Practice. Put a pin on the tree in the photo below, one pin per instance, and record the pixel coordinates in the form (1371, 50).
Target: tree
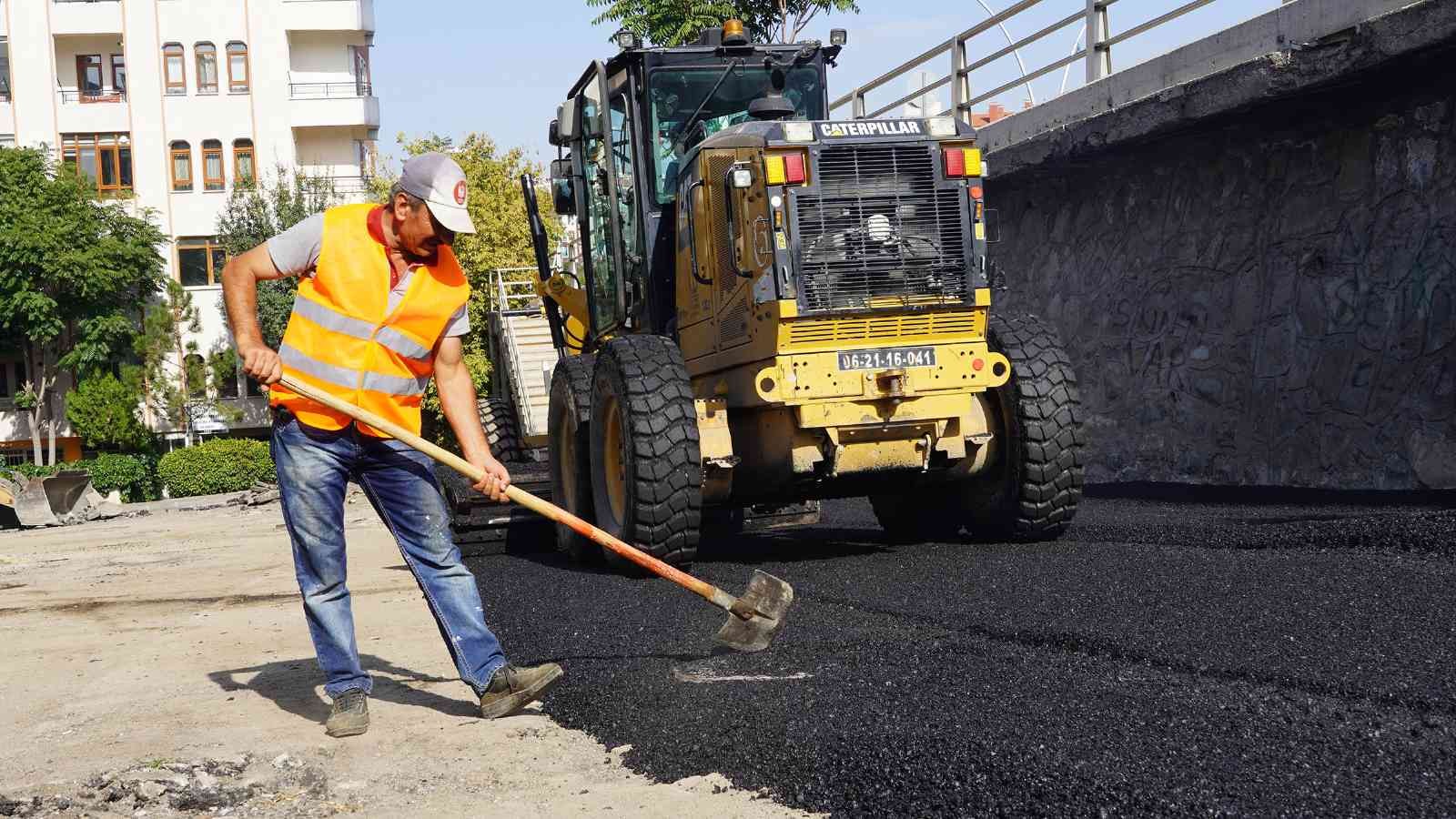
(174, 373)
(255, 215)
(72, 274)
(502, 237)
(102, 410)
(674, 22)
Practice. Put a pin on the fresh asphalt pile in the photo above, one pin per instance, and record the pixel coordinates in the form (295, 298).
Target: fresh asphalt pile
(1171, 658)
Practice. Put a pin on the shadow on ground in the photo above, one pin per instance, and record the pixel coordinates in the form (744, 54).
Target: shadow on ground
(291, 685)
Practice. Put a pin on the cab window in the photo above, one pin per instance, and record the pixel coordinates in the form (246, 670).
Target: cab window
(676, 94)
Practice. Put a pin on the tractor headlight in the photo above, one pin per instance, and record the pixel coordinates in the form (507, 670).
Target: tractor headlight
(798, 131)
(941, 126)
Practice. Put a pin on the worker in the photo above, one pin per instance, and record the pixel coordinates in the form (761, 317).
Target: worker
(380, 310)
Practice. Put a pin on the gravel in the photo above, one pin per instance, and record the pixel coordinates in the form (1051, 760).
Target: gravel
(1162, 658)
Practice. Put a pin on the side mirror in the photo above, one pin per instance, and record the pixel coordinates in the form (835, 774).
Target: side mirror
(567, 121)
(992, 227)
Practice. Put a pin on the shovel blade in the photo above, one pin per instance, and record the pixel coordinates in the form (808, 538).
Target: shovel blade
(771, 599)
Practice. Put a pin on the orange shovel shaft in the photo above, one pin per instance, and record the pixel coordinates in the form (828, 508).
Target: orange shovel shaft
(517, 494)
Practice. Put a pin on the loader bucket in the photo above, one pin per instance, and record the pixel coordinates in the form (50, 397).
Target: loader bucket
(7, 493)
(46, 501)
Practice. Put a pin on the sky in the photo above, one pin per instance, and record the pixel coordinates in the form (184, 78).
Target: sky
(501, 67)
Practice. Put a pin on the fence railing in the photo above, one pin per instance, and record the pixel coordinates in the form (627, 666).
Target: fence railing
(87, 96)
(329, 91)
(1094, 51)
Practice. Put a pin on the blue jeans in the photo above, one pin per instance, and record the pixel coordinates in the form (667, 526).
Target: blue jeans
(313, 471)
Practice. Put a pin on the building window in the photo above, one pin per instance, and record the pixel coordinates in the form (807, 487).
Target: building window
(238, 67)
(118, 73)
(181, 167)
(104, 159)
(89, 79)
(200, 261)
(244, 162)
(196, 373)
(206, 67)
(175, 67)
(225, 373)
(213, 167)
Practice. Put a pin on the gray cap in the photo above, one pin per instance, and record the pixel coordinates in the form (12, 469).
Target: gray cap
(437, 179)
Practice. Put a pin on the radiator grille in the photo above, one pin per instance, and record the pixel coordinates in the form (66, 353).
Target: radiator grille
+===+
## Challenge:
Please render everything from the line containing "Practice. Put a pin on the building" down through the end of the material, both included, as a numbered list with blank lines left out.

## In response:
1. Practice. Put a pin on the building window in the photo above, one pin per instance, and record the pixel coordinates in the form (807, 487).
2. Target: building window
3. (238, 67)
4. (118, 73)
5. (181, 167)
6. (104, 159)
7. (89, 79)
8. (200, 261)
9. (244, 162)
10. (196, 373)
11. (206, 67)
12. (175, 67)
13. (225, 373)
14. (213, 167)
15. Practice. Put a pin on the gray cap in the photo above, one pin per instance, and record the pixel coordinates in the form (12, 469).
16. Target: gray cap
17. (437, 179)
18. Practice. Put a pin on the radiator grille in the photo above, one pin per instance, and record the pixel coordinates in the form (66, 353).
19. Target: radiator grille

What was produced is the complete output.